Could you give the entries from the one containing "In this picture, where can the crocs" through the one containing "(1053, 183)" again, swapping "yellow brick wall" for "red brick wall" and leaving everything else unchanged?
************
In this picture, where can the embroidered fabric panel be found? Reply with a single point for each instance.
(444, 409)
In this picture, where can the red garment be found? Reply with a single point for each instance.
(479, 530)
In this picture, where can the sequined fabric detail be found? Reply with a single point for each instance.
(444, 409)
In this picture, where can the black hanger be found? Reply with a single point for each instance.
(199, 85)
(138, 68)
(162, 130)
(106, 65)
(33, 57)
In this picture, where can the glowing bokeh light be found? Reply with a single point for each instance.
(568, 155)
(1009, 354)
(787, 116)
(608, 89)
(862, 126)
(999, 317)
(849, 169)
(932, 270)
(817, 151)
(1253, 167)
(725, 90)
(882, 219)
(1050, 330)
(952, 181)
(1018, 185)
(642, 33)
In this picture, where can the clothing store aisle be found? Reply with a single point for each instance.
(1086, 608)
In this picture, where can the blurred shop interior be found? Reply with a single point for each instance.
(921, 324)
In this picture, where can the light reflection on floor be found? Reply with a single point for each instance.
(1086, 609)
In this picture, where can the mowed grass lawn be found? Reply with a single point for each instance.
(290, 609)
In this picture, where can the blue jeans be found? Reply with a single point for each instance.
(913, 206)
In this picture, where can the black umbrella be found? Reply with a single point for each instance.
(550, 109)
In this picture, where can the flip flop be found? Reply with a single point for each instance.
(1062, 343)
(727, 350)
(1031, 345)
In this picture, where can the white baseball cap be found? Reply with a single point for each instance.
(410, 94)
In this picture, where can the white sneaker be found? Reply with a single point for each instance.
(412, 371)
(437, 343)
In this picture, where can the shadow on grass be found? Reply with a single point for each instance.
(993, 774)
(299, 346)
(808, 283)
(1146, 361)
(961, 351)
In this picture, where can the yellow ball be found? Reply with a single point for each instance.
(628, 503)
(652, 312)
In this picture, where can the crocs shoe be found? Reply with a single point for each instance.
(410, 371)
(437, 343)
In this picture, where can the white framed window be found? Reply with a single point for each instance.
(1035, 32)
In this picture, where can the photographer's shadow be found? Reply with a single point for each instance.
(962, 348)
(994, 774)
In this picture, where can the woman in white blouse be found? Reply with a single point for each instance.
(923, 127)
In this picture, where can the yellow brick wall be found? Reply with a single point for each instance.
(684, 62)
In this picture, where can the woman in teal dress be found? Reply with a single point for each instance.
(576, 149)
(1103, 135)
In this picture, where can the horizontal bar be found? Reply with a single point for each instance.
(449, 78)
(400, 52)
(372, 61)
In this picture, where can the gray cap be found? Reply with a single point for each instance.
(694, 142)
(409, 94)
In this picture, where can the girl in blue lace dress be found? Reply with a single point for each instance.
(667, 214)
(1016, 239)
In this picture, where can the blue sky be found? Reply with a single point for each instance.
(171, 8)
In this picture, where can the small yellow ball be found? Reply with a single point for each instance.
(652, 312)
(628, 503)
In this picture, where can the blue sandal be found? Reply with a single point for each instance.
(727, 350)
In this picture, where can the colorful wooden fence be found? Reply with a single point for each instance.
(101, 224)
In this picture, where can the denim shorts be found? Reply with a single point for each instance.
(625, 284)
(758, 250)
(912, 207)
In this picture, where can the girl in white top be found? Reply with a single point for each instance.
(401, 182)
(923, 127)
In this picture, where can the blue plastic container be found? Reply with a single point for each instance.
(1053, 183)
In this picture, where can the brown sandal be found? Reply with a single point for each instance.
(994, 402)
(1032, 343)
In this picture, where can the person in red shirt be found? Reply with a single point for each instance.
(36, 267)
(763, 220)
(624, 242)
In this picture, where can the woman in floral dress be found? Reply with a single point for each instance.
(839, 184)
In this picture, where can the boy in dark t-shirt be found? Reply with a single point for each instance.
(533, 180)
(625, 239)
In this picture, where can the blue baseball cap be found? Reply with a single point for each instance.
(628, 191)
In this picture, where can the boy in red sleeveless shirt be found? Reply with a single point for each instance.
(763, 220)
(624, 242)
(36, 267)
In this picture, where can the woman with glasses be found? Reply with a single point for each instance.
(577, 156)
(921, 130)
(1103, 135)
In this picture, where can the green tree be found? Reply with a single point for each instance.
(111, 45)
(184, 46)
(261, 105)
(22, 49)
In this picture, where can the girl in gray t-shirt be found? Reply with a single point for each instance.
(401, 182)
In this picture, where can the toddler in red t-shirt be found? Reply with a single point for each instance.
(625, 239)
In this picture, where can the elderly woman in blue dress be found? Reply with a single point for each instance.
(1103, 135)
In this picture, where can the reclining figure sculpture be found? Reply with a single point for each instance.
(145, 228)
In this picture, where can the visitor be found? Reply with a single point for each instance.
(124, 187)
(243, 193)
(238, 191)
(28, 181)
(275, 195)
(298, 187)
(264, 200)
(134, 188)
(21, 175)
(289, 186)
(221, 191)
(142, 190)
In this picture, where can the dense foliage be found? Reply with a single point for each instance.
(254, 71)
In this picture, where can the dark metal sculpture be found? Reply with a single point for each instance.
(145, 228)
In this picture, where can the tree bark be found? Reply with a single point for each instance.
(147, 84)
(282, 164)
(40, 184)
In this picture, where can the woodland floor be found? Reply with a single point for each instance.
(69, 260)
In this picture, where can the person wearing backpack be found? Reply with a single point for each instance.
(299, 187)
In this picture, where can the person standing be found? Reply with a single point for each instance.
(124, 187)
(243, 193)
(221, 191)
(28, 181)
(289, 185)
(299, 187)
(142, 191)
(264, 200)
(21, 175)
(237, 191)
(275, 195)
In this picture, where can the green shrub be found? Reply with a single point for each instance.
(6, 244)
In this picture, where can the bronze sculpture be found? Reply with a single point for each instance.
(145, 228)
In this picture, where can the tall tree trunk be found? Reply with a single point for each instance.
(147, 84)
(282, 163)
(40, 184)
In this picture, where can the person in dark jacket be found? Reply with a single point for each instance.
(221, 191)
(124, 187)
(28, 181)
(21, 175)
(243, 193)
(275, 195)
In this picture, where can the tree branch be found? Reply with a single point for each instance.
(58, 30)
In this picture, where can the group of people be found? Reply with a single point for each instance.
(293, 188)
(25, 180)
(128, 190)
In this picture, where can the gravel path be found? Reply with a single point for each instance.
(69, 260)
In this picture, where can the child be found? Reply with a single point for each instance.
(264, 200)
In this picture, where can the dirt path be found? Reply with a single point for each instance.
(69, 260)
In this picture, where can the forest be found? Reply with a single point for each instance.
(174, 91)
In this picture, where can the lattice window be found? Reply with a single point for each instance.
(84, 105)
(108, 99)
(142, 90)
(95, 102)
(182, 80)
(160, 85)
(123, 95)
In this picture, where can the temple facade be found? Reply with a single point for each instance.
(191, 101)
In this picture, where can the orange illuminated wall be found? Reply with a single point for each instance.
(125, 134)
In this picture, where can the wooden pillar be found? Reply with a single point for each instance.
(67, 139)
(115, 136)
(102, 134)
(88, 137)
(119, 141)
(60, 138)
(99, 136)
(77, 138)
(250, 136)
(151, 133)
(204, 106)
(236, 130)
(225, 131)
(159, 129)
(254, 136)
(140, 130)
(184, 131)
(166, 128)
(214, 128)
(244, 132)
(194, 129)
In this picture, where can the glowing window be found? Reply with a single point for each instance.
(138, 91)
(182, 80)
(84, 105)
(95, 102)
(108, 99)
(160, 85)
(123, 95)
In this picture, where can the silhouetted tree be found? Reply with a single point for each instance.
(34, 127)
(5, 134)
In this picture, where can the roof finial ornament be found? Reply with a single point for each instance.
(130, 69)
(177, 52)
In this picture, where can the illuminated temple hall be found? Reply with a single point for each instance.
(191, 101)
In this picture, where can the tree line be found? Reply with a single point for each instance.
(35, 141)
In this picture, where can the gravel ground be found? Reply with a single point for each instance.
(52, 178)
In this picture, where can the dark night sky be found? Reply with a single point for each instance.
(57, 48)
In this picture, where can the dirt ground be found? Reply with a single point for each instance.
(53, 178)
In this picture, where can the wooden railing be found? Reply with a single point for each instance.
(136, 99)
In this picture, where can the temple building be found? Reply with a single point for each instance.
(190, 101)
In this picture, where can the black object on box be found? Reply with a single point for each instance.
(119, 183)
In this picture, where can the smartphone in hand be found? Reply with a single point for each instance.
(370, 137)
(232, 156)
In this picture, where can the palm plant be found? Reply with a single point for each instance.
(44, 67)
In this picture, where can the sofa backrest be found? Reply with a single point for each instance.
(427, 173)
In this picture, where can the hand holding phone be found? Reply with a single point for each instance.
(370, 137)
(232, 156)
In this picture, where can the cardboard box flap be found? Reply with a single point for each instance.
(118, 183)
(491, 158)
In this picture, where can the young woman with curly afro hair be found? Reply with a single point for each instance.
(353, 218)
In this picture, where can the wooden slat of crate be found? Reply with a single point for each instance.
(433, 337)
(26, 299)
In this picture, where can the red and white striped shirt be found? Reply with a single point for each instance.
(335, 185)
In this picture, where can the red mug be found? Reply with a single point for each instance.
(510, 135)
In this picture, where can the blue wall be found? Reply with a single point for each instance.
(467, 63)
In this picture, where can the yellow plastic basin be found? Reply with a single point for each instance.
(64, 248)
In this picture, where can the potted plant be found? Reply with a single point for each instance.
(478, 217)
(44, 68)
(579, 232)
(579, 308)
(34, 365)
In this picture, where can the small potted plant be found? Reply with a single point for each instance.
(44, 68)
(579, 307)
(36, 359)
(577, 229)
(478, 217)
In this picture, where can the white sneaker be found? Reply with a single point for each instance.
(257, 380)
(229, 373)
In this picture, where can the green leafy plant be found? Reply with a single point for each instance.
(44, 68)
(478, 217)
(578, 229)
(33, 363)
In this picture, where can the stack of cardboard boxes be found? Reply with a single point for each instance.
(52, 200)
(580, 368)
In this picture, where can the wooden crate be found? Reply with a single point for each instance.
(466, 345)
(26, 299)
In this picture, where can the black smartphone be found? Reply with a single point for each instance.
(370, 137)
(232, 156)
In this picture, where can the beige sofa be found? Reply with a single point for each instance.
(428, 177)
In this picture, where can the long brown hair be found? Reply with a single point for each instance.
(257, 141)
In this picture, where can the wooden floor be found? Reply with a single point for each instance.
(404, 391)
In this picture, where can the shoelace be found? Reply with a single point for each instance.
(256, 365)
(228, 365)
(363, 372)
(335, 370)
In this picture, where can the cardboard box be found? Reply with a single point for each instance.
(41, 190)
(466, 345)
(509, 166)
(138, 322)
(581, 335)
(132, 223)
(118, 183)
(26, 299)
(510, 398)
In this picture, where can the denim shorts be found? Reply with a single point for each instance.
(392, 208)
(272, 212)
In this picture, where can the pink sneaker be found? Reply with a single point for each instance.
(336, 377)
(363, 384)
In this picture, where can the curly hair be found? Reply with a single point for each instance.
************
EXERCISE SOLUTION:
In this picture, where can the crocs shoe be found? Reply with a single point for each instance.
(410, 371)
(437, 343)
In this picture, where can the white framed window be found? Reply with a single point for each instance.
(1035, 32)
In this picture, where can the photographer's shadow be found? Reply with a single point for each instance.
(962, 348)
(994, 774)
In this picture, where can the woman in white blouse be found? Reply with a single point for each instance.
(923, 127)
In this picture, where can the red brick wall be found? Reply with a single point for each instance.
(684, 62)
In this picture, where can the woman in teal dress be found? Reply with a single point for each instance.
(576, 149)
(1103, 135)
In this picture, where can the horizontal bar be found? Reply with a single point for each instance.
(449, 78)
(400, 52)
(372, 61)
In this picture, where can the gray cap be found? Reply with a single point for each instance.
(694, 142)
(409, 94)
In this picture, where can the girl in blue lace dress be found? Reply with a single point for each instance.
(667, 214)
(1016, 239)
In this picture, where can the blue sky be found? Reply with a single point for each instance.
(171, 8)
In this picture, where can the small yellow ball be found? Reply with a single point for each instance.
(652, 312)
(628, 503)
In this picture, where can the blue sandal be found? Reply with a single point for each instance.
(727, 350)
In this picture, where can the colorful wooden fence be found? Reply with a single point for each instance.
(101, 224)
In this picture, where can the denim shorts be found? Reply with a single point for each instance.
(625, 284)
(758, 250)
(912, 207)
In this picture, where can the girl in white top be found? Reply with a single point for each instance.
(401, 182)
(923, 127)
In this picture, where can the blue plastic container be found? Reply with a single point for each instance.
(1053, 183)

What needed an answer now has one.